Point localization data
# # # # # # #

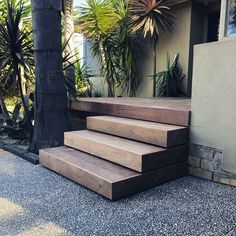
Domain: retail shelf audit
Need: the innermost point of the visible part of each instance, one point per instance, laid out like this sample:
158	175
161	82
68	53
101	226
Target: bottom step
106	178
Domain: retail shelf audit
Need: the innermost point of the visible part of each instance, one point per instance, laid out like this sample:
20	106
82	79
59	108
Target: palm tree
68	39
97	22
51	110
151	16
126	50
16	53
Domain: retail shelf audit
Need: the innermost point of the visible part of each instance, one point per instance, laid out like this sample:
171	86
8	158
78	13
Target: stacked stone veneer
207	163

# # # # # # #

▸ **Exercise prompt**:
Retype each entry exactly as it appears, excluding any image.

▸ **Exercise answer**:
Domain: retail shelf audit
Need: the innermost point of the visible part of each instance, one point per instance, laid out like this sample:
158	175
161	82
68	53
101	226
Target: bottom step
106	178
Domain: retail shelf audit
Need: the innermost point of the visible part of each instance, one point per instance, laid out like this sample:
20	106
82	79
59	108
Target: palm tree
68	39
97	22
51	110
151	16
126	50
16	53
Domain: retail shelf audit
Need: the innermost point of the visible part of each instance, one point per instance, laid out like this sample:
171	86
8	158
78	13
Target: stacked stone veneer
207	163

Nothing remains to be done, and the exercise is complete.